[[ Extracted entries open ]]

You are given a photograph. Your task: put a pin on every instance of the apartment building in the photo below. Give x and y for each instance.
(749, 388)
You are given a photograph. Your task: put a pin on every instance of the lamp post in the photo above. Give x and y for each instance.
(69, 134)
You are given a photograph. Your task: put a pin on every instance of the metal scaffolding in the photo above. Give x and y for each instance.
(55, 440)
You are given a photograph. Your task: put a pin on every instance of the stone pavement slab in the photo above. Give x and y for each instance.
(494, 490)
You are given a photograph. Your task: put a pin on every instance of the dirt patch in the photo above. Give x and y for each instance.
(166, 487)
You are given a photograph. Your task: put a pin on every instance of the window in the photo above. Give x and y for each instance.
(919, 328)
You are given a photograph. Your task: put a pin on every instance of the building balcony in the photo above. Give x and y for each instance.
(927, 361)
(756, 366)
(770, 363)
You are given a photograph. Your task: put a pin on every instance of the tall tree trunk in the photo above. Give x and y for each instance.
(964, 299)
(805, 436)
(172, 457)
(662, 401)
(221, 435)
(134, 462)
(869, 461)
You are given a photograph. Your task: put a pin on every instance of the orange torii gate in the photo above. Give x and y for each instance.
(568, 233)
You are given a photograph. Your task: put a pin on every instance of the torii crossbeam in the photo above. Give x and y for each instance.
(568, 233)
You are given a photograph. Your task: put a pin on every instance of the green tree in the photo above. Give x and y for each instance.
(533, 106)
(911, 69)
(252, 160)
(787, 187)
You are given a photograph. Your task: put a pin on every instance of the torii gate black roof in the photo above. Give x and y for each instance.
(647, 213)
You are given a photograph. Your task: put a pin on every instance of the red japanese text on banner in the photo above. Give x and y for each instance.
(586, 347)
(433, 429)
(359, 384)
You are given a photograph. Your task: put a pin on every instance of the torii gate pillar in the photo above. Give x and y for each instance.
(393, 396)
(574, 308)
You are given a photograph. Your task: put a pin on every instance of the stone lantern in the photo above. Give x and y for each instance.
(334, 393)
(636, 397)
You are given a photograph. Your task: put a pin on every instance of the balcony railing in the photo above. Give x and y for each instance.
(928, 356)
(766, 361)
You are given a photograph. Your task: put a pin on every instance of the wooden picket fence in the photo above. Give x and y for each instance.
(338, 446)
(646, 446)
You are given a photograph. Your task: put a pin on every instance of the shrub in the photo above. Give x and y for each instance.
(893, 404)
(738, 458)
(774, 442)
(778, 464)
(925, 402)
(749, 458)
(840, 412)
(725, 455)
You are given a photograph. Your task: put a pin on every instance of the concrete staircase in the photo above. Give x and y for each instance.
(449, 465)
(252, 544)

[[ Extracted entries closed ]]

▶ [Your instructions]: Find "torii gate black" in the entries above, then repeat its line and all lines after it exactly, down to the last line.

▶ [Problem solution]:
You are given a photograph. Your task: put a pin on every instance of the torii gate black roof in the photo above. Give x and y for each instance.
(647, 213)
You are given a photograph. Your task: put a pin on every instance of the red japanese text on banner in the photo above. Give x and y for each instance.
(586, 347)
(433, 429)
(359, 384)
You are given a photograph. Your task: put a pin on every instance of the torii gate pillar in the photo above. Give x and y for each instance.
(393, 396)
(574, 308)
You are given a photograph. Your task: put a pin on every instance of the stone lantern in the photo above. Give x and y for each instance.
(334, 393)
(636, 397)
You are given a photograph. Your task: put a pin on every instance of the balcony railing in the photo above. Give x and y for each instance.
(928, 356)
(766, 361)
You are given a photograph. Your task: put a pin on every instance of the wooden picket fence in the photo above. Give x and y for each instance.
(338, 446)
(646, 446)
You are given a photograph. Your task: put a pin on every instance of the shrub in the photo above. Give x and y for each instance.
(893, 404)
(738, 458)
(774, 442)
(778, 464)
(925, 402)
(749, 458)
(840, 412)
(725, 455)
You are given a photograph. Your task: put a pin on every instance of the concrete staircase in the photo above. Give x and y for each instance.
(449, 465)
(252, 544)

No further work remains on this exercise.